Funny. I didn't learn that theory in my Modern European History class.

No wonder conservatives hate the New York Times. Between David Brooks and Thomas Friedman, the conservative voice there is an embarrassment.


Update: Thomas Friedman seems to be a little mixed up. Smoot-Hawley was passed in 1930, more than a decade after World War I. Says the State Department:

The Smoot-Hawley Tariff Act of June 1930 raised U.S. tariffs to historically high levels. The original intention behind the legislation was to increase the protection afforded domestic farmers against foreign agricultural imports. Massive expansion in the agricultural production sector outside of Europe during World War I led, with the postwar recovery of European producers, to massive agricultural overproduction during the 1920s. This in turn led to declining farm prices during the second half of the decade. During the 1928 election campaign, Republican Presidential candidate Herbert Hoover pledged to help the beleaguered farmer by, among other things, raising tariff levels on agricultural products. But once the tariff schedule revision process got started, it proved impossible to stop. Calls for increased protection flooded in from industrial sector special interest groups and soon a bill meant to provide relief for farmers became a means to raise tariffs in all sectors of the economy. When the dust had settled, Congress had agreed to tariff levels that exceeded the already high rates established by the 1922 Fordney-McCumber Act and represented among the most protectionist tariffs in U.S. history.

▶ MATERIAL

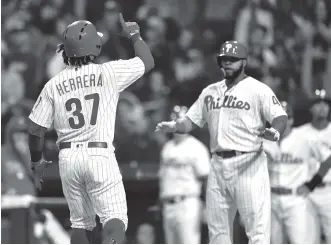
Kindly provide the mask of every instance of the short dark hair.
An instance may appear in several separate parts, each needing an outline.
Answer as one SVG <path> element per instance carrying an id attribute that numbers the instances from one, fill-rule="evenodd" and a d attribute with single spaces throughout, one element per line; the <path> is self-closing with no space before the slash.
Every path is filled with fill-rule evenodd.
<path id="1" fill-rule="evenodd" d="M 56 52 L 57 53 L 62 52 L 64 64 L 66 64 L 67 66 L 73 66 L 76 69 L 80 68 L 83 65 L 87 65 L 88 63 L 91 63 L 95 58 L 93 55 L 86 55 L 86 56 L 82 56 L 82 57 L 68 57 L 64 50 L 63 43 L 61 43 L 57 46 Z"/>

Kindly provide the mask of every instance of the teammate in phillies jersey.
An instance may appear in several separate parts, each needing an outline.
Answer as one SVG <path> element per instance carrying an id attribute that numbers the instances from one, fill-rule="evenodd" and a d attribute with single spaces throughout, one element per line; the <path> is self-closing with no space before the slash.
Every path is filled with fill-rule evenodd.
<path id="1" fill-rule="evenodd" d="M 286 102 L 281 104 L 288 115 L 283 137 L 263 143 L 271 185 L 271 243 L 318 243 L 318 236 L 310 232 L 316 219 L 313 207 L 297 190 L 307 180 L 310 159 L 323 148 L 312 144 L 300 128 L 292 128 L 293 110 Z"/>
<path id="2" fill-rule="evenodd" d="M 185 106 L 175 106 L 171 118 L 185 116 Z M 201 194 L 210 169 L 208 148 L 191 135 L 173 134 L 161 151 L 160 200 L 165 242 L 201 242 Z M 203 195 L 202 195 L 203 196 Z"/>
<path id="3" fill-rule="evenodd" d="M 269 243 L 270 185 L 262 140 L 277 141 L 287 115 L 268 86 L 245 74 L 243 44 L 225 42 L 217 61 L 225 79 L 206 87 L 184 119 L 161 122 L 156 131 L 186 134 L 207 122 L 212 153 L 206 198 L 210 242 L 232 243 L 238 209 L 249 242 Z"/>
<path id="4" fill-rule="evenodd" d="M 103 243 L 121 243 L 127 228 L 122 176 L 113 138 L 119 93 L 154 67 L 139 26 L 119 14 L 120 35 L 132 41 L 136 57 L 94 64 L 102 34 L 85 20 L 70 24 L 63 34 L 66 68 L 48 81 L 29 116 L 29 145 L 35 183 L 40 188 L 44 168 L 44 133 L 54 123 L 58 134 L 59 170 L 70 210 L 72 243 L 94 243 L 92 230 L 99 216 Z"/>
<path id="5" fill-rule="evenodd" d="M 309 139 L 319 139 L 329 149 L 331 149 L 331 123 L 328 120 L 330 110 L 331 100 L 326 98 L 325 90 L 316 90 L 310 106 L 312 121 L 301 126 L 302 134 Z M 314 204 L 318 215 L 317 221 L 320 222 L 312 226 L 310 233 L 314 236 L 316 235 L 314 233 L 318 233 L 320 237 L 319 233 L 322 230 L 326 243 L 331 244 L 331 170 L 327 172 L 327 166 L 327 163 L 321 164 L 319 159 L 314 161 L 310 168 L 309 182 L 306 184 L 308 188 L 303 186 L 302 189 L 305 194 L 311 192 L 308 197 Z"/>

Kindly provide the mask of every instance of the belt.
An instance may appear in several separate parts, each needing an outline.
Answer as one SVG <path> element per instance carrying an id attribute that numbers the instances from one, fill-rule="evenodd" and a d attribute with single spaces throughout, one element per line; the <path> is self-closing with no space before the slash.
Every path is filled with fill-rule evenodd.
<path id="1" fill-rule="evenodd" d="M 297 192 L 297 189 L 289 189 L 284 187 L 271 187 L 271 193 L 277 194 L 277 195 L 295 195 Z"/>
<path id="2" fill-rule="evenodd" d="M 188 196 L 173 196 L 173 197 L 165 197 L 161 199 L 163 204 L 176 204 L 181 201 L 184 201 Z"/>
<path id="3" fill-rule="evenodd" d="M 317 187 L 326 187 L 326 186 L 331 186 L 331 182 L 322 182 Z"/>
<path id="4" fill-rule="evenodd" d="M 63 142 L 60 143 L 59 149 L 68 149 L 71 148 L 71 144 L 76 144 L 77 148 L 80 147 L 79 143 L 71 143 L 71 142 Z M 107 148 L 108 144 L 107 142 L 88 142 L 87 148 Z"/>
<path id="5" fill-rule="evenodd" d="M 231 157 L 235 157 L 235 156 L 240 156 L 242 154 L 245 154 L 247 152 L 243 152 L 243 151 L 218 151 L 215 152 L 215 154 L 219 157 L 222 158 L 231 158 Z"/>

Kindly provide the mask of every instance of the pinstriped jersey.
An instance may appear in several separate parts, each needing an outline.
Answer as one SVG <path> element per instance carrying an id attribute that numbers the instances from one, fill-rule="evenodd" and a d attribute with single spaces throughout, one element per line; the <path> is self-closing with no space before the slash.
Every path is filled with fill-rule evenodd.
<path id="1" fill-rule="evenodd" d="M 303 130 L 303 134 L 305 134 L 307 137 L 311 139 L 315 139 L 320 141 L 326 148 L 330 149 L 331 151 L 331 123 L 329 125 L 321 130 L 318 130 L 313 127 L 311 123 L 307 123 L 301 126 Z M 320 166 L 320 161 L 316 162 L 314 167 L 311 168 L 311 175 L 313 176 Z M 323 181 L 325 182 L 331 182 L 331 170 L 327 172 L 327 174 L 324 176 Z"/>
<path id="2" fill-rule="evenodd" d="M 307 134 L 306 126 L 293 128 L 279 144 L 265 140 L 263 148 L 270 156 L 268 168 L 273 187 L 299 187 L 331 155 L 331 148 L 316 134 L 313 137 Z"/>
<path id="3" fill-rule="evenodd" d="M 207 122 L 211 152 L 257 151 L 266 121 L 286 115 L 272 90 L 246 77 L 230 89 L 225 80 L 206 87 L 187 112 L 199 127 Z"/>
<path id="4" fill-rule="evenodd" d="M 57 144 L 104 141 L 111 145 L 119 93 L 144 71 L 139 57 L 67 67 L 46 83 L 29 118 L 45 128 L 54 123 Z"/>

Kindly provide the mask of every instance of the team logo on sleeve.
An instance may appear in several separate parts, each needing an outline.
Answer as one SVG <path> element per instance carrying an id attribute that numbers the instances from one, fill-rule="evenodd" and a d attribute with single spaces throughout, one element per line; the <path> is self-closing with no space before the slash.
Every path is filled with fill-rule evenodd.
<path id="1" fill-rule="evenodd" d="M 280 103 L 279 103 L 278 99 L 276 98 L 276 96 L 272 96 L 272 103 L 274 103 L 274 105 L 280 106 Z"/>
<path id="2" fill-rule="evenodd" d="M 204 100 L 207 112 L 211 110 L 217 110 L 223 108 L 234 108 L 248 111 L 251 106 L 248 102 L 237 99 L 235 96 L 225 96 L 224 100 L 221 98 L 214 98 L 211 95 L 207 95 Z"/>

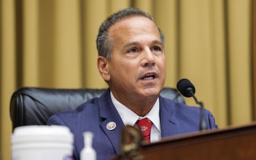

▶ PROBLEM SET
1) In the Smoot-Hawley post, what year was the Smoot-Hawley Tariff Act passed?
2) Name every person the Smoot-Hawley post mentions by name.
3) Write the next part of the Smoot-Hawley post, starting after its final sentence.

▶ OUTPUTS FOR THE TASKS
1) 1930

2) David Brooks, Thomas Friedman, Herbert Hoover

3)
The Smoot-Hawley Tariff was more a consequence of the onset of the Great Depression than an initial cause. But while the tariff might not have caused the Depression, it certainly did not make it any better. It provoked a storm of foreign retaliatory measures and came to stand as a symbol of the ‘beggar-thy-neighbor’ policies (policies designed to improve one’s own lot at the expense of that of others) of the 1930s. Such policies contributed to a drastic decline in international trade. For example, U.S. imports from Europe declined from a 1929 high of $1,334 million to just $390 million in 1932, while U.S. exports to Europe fell from $2,341 million in 1929 to $784 million in 1932. Overall, world trade declined by some 66% between 1929 and 1934. More generally, Smoot-Hawley did nothing to foster trust and cooperation among nations in either the political or economic realm during a perilous era in international relations.

Mr. Friedman, you're offering a false argument -- assuming you even have an inkling what you're talking about when you invoke Smoot-Hawley. We're talking about things like redressing grossly imbalanced trade tariffs (2.5% vs. 25%? That's a "flat world"? Bulloney!) and stopping the endorsement of sweat-shop and slave labor. And you say that evening out trade tariffs when we're a debtor nation is in any way akin to record-high trade tariffs established over 75 years ago (by a Republican president, no less) when America was an exporting nation? Huh?

Yes, let the world be flat! It sure as hell isn't right now.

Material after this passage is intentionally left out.